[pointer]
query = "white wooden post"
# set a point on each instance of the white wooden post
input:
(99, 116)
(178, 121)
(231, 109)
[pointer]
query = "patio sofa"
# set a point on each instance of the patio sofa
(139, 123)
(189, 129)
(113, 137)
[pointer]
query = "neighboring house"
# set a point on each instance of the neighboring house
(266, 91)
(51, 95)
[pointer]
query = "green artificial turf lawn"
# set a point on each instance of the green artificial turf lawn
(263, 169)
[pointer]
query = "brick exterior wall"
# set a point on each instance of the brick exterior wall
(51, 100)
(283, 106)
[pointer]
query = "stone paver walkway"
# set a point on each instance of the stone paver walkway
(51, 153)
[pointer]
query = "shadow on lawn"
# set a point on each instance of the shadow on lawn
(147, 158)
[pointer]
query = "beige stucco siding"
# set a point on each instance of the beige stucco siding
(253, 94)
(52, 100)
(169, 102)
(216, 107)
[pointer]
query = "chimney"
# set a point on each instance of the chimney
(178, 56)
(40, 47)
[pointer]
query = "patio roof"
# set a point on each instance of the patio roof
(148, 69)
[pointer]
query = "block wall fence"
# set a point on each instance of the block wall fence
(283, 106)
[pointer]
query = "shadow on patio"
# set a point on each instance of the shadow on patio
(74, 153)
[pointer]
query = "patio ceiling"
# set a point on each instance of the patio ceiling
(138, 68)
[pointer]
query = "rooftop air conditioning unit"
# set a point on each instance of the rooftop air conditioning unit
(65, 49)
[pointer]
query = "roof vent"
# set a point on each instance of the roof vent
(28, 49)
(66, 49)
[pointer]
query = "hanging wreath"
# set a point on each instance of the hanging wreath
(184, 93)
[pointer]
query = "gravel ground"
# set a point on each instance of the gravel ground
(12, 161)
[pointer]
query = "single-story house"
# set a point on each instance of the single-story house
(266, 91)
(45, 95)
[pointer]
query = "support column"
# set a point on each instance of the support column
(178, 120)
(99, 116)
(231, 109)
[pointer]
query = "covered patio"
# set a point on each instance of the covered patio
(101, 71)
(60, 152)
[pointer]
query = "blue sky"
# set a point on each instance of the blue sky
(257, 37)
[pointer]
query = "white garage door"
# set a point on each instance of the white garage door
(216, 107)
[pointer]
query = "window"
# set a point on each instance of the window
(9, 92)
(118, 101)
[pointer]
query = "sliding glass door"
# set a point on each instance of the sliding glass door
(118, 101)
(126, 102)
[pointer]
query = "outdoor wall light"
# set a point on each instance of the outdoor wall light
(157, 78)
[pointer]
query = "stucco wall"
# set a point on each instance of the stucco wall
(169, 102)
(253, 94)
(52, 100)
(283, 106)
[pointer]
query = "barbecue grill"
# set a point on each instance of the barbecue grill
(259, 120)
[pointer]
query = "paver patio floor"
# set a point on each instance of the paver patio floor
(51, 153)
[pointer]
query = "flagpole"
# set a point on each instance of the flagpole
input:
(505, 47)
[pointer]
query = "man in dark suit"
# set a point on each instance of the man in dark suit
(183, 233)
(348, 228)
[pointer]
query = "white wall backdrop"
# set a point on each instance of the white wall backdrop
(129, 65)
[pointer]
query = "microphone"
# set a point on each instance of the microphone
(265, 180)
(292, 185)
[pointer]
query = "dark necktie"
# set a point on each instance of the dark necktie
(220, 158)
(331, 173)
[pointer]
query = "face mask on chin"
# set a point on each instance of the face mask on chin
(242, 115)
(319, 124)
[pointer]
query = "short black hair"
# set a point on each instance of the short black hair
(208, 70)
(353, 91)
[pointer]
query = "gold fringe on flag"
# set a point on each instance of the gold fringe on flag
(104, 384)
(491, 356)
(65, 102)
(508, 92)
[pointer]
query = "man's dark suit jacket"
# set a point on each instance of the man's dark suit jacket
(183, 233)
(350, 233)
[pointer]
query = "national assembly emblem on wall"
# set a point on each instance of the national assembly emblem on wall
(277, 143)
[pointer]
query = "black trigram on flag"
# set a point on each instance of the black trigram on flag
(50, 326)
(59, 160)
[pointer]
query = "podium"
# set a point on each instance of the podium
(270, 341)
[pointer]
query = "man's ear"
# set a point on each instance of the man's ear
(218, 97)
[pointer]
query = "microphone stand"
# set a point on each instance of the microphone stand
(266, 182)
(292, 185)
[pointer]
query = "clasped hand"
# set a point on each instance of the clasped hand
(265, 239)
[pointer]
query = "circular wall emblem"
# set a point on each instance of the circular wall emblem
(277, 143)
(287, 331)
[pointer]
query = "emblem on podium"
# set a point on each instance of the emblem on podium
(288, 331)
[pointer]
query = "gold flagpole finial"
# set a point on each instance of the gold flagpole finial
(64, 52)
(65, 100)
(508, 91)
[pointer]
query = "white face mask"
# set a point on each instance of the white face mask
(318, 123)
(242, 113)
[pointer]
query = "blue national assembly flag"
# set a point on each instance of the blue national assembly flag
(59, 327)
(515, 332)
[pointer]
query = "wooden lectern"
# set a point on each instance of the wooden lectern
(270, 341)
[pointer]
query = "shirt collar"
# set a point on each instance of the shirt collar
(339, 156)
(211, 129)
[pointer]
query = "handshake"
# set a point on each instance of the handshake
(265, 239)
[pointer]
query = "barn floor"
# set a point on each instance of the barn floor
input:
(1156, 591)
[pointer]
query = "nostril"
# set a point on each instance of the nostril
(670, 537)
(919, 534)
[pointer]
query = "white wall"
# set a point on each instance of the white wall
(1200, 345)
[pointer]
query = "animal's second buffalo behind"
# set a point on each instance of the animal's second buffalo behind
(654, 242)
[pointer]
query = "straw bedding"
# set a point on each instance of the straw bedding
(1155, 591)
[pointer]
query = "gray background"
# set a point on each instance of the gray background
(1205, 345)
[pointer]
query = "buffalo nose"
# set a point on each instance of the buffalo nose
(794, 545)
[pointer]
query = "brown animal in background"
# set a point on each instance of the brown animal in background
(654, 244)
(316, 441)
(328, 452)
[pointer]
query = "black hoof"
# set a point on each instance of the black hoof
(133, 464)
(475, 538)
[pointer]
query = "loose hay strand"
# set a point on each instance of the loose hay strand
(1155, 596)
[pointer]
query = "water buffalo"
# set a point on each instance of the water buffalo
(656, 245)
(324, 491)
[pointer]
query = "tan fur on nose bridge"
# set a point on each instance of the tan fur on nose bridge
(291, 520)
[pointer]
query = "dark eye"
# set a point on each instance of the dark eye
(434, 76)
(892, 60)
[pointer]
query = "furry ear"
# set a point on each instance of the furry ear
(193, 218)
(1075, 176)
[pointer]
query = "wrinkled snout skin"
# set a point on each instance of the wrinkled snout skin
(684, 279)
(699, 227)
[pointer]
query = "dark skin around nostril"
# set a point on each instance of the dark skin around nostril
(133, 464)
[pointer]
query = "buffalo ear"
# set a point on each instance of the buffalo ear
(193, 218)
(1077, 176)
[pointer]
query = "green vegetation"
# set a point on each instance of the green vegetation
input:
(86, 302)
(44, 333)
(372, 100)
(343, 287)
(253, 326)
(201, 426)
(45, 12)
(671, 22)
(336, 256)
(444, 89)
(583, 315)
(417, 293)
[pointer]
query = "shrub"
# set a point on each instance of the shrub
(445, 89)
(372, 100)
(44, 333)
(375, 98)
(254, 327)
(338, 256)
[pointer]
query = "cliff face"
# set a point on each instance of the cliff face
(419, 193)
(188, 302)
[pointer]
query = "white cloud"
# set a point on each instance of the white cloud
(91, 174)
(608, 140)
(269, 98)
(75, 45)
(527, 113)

· · · ·

In the data above, how many lines contain the string "vegetation"? Answer with the number only.

2